*Document segment*.

Posts Tagged ‘RPG’
New Dawn was the first Ludum Dare entry for both members of our team, and the first game jam/compo of any sort that we’ve done. We went in with little preparation and an overdose of optimism, but overall it came out pretty well! We weren’t able to do as much as we’d hoped – that probably goes for everyone here – but we finished in 72 hours and still came up with a solid little game.
We had a general idea of what we wanted to make before LD started: some kind of mini-RPG or adventure game. We couldn’t help brainstorming as we were voting on themes, and we really liked the idea of setting the game in a dystopia. A few of the themes could’ve made that setting difficult, but luckily for us,“Beneath the Surface” fit really well. It led to an interesting post-apocalyptic setting where the action takes place underground because the surface is no longer habitable. Plus, a dystopian setting was perfect for adding layers of secrets and false pretenses, which meant we could interpret the theme both literally and figuratively. We didn’t get to do as much of the latter as we originally planned, but we think it still comes through pretty well.
Although we started with the idea of a “mini-RPG,” we knew we probably wouldn’t have time to add many RPG elements. As it turned out, we ended up just sticking to a point-and-click adventure game. In order to have time to code extra RPG features, like a combat system, we would’ve had to spend less time on art and the dialogue system. That would have led to a very different kind of game, not necessarily a bad one, but we felt New Dawn would be better served by focusing on the story and the atmosphere. Having a better dialogue system and more detailed art helped to strengthen the story and atmosphere, whereas RPG mechanics wouldn’t really add as much in that sense. That said, if we had more time, we would have liked to add those as well.
Stefan (Coding, Art, Concept/Gameplay Design): Going in I knew I was going to use Unity (and C#), along with 2D Toolkit. I had laid out a basic plan which was to try to implement all the features by the end of the first 24 hours, then all the art by the end of the second 24 hours, and leave the third day for testing, bugfixing, and polish. I did this because I know that games always take longer than you expect, so this gave us some room to work with and helped curb our ambitions and expectations. As it turned out, this was a great idea, because although I did finish all the crucial features in the first 24 hours, the art ended up taking much longer and wasn’t done until well into the third day (and I didn’t sleep at all Sunday night either!).

*Complete the following*.
1/ Answer these questions about the New Dawn post:
(a) Which theme did the team say fit their dystopian setting well?
(b) Within how many hours did the team finish the game?
(c) Which engine and toolkit did Stefan plan to use?
2/ Quote the New Dawn post, starting with "We had a general" and going on through "through pretty well.".

Dataset records about object locations
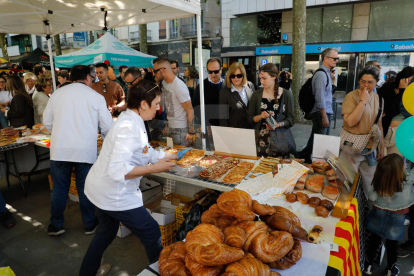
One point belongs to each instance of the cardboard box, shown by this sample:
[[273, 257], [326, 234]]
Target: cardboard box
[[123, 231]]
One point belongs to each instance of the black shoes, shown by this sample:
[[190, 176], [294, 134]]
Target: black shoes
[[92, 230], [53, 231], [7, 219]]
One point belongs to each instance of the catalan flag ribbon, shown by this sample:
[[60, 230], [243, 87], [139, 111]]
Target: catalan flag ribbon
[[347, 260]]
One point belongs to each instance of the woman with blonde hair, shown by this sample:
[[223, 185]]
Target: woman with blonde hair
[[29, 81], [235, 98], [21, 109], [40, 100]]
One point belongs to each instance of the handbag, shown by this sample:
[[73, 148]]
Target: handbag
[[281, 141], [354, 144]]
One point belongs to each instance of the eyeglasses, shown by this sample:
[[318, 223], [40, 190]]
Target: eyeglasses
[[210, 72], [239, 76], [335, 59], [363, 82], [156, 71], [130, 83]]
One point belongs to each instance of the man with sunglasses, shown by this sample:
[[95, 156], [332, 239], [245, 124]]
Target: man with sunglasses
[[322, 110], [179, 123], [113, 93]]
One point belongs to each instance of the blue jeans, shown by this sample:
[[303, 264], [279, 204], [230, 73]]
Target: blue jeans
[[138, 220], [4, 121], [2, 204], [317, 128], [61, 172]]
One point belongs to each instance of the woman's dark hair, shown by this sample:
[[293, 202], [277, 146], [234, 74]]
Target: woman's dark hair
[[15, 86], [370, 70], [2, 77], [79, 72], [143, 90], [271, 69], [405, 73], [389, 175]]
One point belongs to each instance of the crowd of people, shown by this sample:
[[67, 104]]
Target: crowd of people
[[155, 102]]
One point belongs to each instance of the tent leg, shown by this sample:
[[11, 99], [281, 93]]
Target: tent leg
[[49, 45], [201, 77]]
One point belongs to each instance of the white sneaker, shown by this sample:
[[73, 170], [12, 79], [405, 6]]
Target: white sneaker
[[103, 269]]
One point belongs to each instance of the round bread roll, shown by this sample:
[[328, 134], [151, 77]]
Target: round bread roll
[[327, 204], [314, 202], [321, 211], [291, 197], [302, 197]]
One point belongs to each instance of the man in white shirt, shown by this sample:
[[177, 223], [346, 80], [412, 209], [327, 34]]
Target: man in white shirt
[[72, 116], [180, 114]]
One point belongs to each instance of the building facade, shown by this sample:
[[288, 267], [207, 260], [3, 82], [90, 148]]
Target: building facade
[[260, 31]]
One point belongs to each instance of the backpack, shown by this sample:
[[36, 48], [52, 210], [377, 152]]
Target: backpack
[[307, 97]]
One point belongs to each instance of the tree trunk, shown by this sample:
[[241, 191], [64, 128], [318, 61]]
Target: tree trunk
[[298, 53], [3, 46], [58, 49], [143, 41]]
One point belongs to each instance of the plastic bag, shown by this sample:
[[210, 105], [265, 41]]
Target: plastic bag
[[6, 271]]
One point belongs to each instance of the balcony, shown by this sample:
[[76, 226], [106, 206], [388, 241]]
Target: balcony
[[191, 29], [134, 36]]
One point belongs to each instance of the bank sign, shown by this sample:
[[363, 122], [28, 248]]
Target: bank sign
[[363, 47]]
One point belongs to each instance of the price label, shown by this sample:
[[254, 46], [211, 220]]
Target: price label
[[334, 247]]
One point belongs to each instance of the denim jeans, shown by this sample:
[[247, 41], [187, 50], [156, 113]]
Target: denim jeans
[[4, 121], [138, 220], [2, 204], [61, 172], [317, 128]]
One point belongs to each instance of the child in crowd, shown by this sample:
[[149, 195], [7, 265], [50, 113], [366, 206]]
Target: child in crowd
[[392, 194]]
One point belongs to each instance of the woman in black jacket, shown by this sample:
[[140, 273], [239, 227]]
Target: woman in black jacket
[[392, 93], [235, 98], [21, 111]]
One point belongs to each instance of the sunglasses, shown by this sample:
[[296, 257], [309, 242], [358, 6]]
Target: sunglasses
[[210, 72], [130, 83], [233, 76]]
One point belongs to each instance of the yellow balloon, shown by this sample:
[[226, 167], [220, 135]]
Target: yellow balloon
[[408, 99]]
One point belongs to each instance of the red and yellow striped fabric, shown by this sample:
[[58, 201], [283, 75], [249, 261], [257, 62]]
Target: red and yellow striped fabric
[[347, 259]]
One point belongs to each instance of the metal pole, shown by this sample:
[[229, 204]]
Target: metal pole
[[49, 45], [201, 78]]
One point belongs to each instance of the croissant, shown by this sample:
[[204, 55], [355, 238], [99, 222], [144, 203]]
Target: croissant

*Task-by-task results*.
1/
(a) "Beneath the Surface"
(b) 72 hours
(c) Unity (with C#) and 2D Toolkit

2/
We had a general idea of what we wanted to make before LD started: some kind of mini-RPG or adventure game. We couldn’t help brainstorming as we were voting on themes, and we really liked the idea of setting the game in a dystopia. A few of the themes could’ve made that setting difficult, but luckily for us,“Beneath the Surface” fit really well. It led to an interesting post-apocalyptic setting where the action takes place underground because the surface is no longer habitable. Plus, a dystopian setting was perfect for adding layers of secrets and false pretenses, which meant we could interpret the theme both literally and figuratively. We didn’t get to do as much of the latter as we originally planned, but we think it still comes through pretty well.